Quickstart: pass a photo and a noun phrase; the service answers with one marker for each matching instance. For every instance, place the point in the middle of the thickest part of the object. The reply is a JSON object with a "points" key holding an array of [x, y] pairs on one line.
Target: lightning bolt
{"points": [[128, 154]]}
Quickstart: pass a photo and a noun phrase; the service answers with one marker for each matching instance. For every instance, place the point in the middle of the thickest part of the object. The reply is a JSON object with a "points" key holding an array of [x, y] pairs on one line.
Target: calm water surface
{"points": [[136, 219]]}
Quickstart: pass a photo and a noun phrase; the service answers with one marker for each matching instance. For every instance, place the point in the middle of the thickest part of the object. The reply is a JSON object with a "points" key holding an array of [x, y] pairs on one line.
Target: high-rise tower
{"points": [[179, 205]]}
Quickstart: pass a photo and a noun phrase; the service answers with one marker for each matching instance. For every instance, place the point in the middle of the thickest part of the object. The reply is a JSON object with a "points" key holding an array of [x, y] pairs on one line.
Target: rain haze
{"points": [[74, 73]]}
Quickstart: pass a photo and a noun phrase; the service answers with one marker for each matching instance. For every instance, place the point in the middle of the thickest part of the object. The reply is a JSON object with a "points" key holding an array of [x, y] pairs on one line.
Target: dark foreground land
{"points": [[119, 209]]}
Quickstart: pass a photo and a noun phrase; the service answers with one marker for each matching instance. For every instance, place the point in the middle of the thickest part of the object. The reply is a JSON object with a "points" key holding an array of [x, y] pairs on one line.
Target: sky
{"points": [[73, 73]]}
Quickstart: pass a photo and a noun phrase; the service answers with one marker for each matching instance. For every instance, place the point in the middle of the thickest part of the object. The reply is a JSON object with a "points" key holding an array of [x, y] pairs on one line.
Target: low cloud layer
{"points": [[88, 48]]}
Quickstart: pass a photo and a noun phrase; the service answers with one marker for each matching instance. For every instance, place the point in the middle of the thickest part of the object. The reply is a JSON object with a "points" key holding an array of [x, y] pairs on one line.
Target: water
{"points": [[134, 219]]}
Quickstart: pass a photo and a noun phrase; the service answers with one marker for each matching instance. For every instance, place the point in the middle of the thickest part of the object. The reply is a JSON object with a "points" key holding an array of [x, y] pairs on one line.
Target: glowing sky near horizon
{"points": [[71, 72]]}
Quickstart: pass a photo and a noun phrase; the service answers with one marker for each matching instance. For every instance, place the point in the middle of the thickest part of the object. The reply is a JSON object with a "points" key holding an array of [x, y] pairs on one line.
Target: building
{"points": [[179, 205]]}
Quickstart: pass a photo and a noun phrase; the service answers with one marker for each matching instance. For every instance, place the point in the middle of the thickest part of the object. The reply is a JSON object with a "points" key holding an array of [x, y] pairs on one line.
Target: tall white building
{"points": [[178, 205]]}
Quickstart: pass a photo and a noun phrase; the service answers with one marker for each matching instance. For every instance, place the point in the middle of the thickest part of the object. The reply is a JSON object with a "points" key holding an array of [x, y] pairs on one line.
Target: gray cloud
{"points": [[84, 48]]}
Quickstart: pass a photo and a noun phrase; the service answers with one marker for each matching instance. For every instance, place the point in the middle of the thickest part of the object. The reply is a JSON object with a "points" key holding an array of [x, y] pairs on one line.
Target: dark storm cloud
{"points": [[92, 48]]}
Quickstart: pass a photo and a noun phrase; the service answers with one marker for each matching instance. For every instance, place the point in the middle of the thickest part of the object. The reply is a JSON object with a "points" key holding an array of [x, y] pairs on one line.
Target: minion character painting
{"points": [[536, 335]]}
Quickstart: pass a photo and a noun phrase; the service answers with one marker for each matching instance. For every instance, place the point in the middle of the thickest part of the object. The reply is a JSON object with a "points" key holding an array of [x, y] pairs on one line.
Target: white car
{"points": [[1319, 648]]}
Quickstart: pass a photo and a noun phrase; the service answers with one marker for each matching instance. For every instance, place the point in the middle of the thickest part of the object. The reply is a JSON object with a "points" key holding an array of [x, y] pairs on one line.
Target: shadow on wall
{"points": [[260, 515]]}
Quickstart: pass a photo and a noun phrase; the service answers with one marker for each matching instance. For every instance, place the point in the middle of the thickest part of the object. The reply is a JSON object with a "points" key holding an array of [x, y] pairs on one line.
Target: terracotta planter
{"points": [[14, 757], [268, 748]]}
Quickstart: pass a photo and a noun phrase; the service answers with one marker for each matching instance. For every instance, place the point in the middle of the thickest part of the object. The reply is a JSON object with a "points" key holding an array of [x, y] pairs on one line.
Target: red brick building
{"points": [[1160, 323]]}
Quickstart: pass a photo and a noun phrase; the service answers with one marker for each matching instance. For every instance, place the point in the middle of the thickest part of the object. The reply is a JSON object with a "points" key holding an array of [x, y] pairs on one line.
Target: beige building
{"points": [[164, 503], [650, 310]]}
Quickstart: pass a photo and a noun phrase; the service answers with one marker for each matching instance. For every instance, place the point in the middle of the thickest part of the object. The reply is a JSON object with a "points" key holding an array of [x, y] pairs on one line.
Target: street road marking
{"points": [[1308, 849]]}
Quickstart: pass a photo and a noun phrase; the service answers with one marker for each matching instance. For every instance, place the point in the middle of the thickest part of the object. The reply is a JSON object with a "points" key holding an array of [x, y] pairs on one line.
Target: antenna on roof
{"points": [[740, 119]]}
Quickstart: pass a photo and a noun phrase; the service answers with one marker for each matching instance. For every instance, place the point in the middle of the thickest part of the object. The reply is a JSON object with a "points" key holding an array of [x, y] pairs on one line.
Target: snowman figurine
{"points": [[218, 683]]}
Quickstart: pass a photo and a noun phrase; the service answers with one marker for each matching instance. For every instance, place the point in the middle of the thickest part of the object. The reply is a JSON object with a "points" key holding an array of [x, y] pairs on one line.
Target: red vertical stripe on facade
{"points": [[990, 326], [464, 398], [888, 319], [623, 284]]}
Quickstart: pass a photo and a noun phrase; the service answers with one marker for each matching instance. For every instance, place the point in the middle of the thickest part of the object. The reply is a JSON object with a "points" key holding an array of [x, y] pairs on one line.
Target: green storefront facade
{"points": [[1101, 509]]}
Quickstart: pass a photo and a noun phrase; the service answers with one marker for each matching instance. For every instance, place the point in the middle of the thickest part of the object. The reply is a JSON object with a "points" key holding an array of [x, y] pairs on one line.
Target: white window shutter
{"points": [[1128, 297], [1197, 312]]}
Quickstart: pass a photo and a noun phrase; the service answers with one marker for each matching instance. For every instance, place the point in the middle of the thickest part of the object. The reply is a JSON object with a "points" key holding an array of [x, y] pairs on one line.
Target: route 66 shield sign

===============

▶ [Task] Output the listing above in full. Every line must match.

▶ [Expected output]
Quickstart: pass a photo and a noun phrase; the service answers with one marker for each matching instance. For every instance, place the point in the middle of the thickest part of the object. The reply is a JSON object with a "points" key holding an array of [x, y] pairs on one line.
Target: lightning bolt
{"points": [[128, 154]]}
Quickstart: pass a photo and a noun phrase; the service answers with one marker for each matching instance. For every instance, place the point in the middle of the thickest part of the object. The reply is a JSON object with a "points" key holding an array of [x, y] pairs on one line.
Target: calm water surface
{"points": [[136, 219]]}
Quickstart: pass a photo and a noun phrase; the service answers with one marker for each matching instance. For every instance, place the point in the middle of the thickest part of the object. The reply is a JSON object with a "points" key holding an array of [x, y] pairs on one line.
Target: high-rise tower
{"points": [[179, 205]]}
Quickstart: pass a photo and a noun phrase; the service answers with one marker for each matching instance. For every instance, place the point in the middle of the thickest part of the object. The reply is a JSON object with a "points" key holding an array of [x, y] pairs on one line.
Target: rain haze
{"points": [[74, 73]]}
Quickstart: pass a photo and a noun phrase; the service answers with one marker for each matching instance. For every instance, place the point in the middle of the thickest part of the object. The reply is a JSON object with a "points" key holding an array of [x, y] pairs on one line.
Target: dark foreground land
{"points": [[119, 209]]}
Quickstart: pass a photo and a noun phrase; the service answers with one marker for each matching instance. For every instance, place the point in the middle of the thickest part of the object. The reply is a JSON object with a "points" key holding an array of [x, y] pairs on one line.
Target: sky
{"points": [[73, 73]]}
Quickstart: pass a photo and a noun phrase; the service answers with one marker for each matching instance. For every instance, place the point in the middle of the thickest part of the object. The reply is a JSON object with a "points" key holding an array of [x, y] pairs on one line.
Target: low cloud layer
{"points": [[88, 48]]}
Quickstart: pass a photo and a noun phrase; the service answers with one marker for each matching instance. For every instance, place the point in the middle of the thickest part of the object. The reply is a JSON object with a "points" key holding an array of [x, y] pairs on one line.
Target: water
{"points": [[134, 219]]}
Quickstart: pass a photo and a noun phrase; the service answers with one marker for each matching instance. For every instance, place the point in the middle of the thickest part of the object. The reply is a JSON object with a "points" key holding an array of [x, y] pairs on one line.
Target: glowing sky near horizon
{"points": [[71, 72]]}
Quickstart: pass a photo and a noun phrase; the service answers with one marker for each matching instance. For every instance, place the point in the middle of the thickest part of the object. The reply is a JSON object with a "points" key holding an array of [x, y] pairs on one line.
Target: building
{"points": [[179, 205]]}
Quickstart: pass a photo and a noun phrase; the service answers with one marker for each matching instance. For every instance, place the point in the middle of the thickest part of the object. The reply is a JSON object with a "points" key holding an array of [x, y] pairs on one line.
Target: tall white building
{"points": [[178, 205]]}
Quickstart: pass a photo and a noun phrase; the service answers with one marker for each matching instance. For every instance, place the point in the middle of the thickest part of the object. The reply is a JSON object with a "points" key holding an array of [x, y] pairs on one line.
Target: gray cloud
{"points": [[84, 48]]}
Quickstart: pass a photo and a noun phrase; the service answers with one marker for each matching instance. For every instance, place the point in the middle of the thickest part of the object. The reply is a JSON object with a "points" key holding an array of [x, y] pairs on one line.
Target: dark storm cloud
{"points": [[92, 48]]}
Quickstart: pass a photo and a noun phrase; the service answers with one marker for each matching instance. For every instance, place the point in the middle of the thickest part of the object. The reply is a JSON object with a "points" key holding an array of [x, y] pairs on one line.
Target: minion character painting
{"points": [[536, 335]]}
Quickstart: pass a photo and a noun phrase; the service answers with one marker for each matching instance. For every instance, place the point in the middle of the thickest part of the object. The reply is a JSON object with a "points" key holding an array of [x, y] pairs on one line.
Target: white car
{"points": [[1319, 648]]}
Quickstart: pass a photo and a noun phrase; the service answers with one marker for each matching instance. For every instance, place the point in the middle of the thickest part of the object. The reply is a JSON object with a "points" key holding an array of [x, y] pairs on one line.
Target: shadow on wall
{"points": [[260, 515]]}
Quickstart: pass a photo and a noun phrase; the service answers with one marker for each matching instance. For every instance, place the point in the middle of the thickest part of the object. The reply is a JSON object with a "points" key holding an array of [x, y] pairs on one line.
Target: terracotta planter
{"points": [[14, 757], [268, 748]]}
Quickstart: pass a photo and a noun phrase; the service answers with one marker for each matching instance. For every instance, place the point in the middle of the thickest part of the object. The reply is a JSON object with a "points" key holding an array of [x, y] pairs on one line.
Target: red brick building
{"points": [[1160, 323]]}
Quickstart: pass a photo and a noun phrase; the service answers with one marker for each matching instance. For every instance, place the point in the middle of the thickest part of the object. The reply is a JSON object with a "points" key holding an array of [x, y] pairs on one line.
Target: beige building
{"points": [[164, 503], [650, 310]]}
Quickstart: pass a photo and a noun phrase; the service answers with one marker for each matching instance. For every instance, place the point in the middle of the thickest part of the object. The reply is a JSON object with a "points" key holding an array of [x, y] pairs on one line.
Target: street road marking
{"points": [[1308, 849]]}
Quickstart: pass a photo and a noun phrase; the service answers with one marker for each matching instance. For every instance, place the point in the middle of the thickest part of the object. The reply is a JSON object with a "points" key holding an array of [x, y] pairs on one line.
Target: antenna on roof
{"points": [[740, 119]]}
Quickstart: pass a photo and a noun phrase; the service answers with one marker for each matching instance. For every instance, place the point in the middle of the thickest part of the object. The reply is a JSON object with a "points" key holding an array of [x, y] pairs on one line.
Target: snowman figurine
{"points": [[218, 683]]}
Quickstart: pass a photo and a noun phrase; the service answers with one marker for each matching instance. For every instance, place the point in the middle of the thickest part of the object. The reply is a JSON object with a "points" key holding an array of [x, y] pairs on one line.
Target: red vertical stripe on facade
{"points": [[990, 326], [464, 398], [888, 319], [623, 284]]}
Quickstart: pass a photo and a noun phrase; the service answers with one marker for each matching instance. For every instance, place the point in the middle of the thickest part of the object. The reply is a JSON object with a "points" key holding an array of [x, y] pairs on one line.
Target: green storefront facade
{"points": [[1101, 509]]}
Quickstart: pass a photo and a noun phrase; the service answers with one marker for each matching instance. For every instance, place the point in the middle of the thickest part of the object. The reply is a JSON object with a "points" key holding an array of [x, y] pairs on one line.
Target: white window shutter
{"points": [[1128, 297], [1197, 312]]}
Quickstart: pass a photo and a noun phrase; the service answers with one marker for each matching instance. For every instance, place the point in the middle of the thickest part of the object. The reply is a JSON object with a "points" key holding an array of [x, y] pairs on one line.
Target: route 66 shield sign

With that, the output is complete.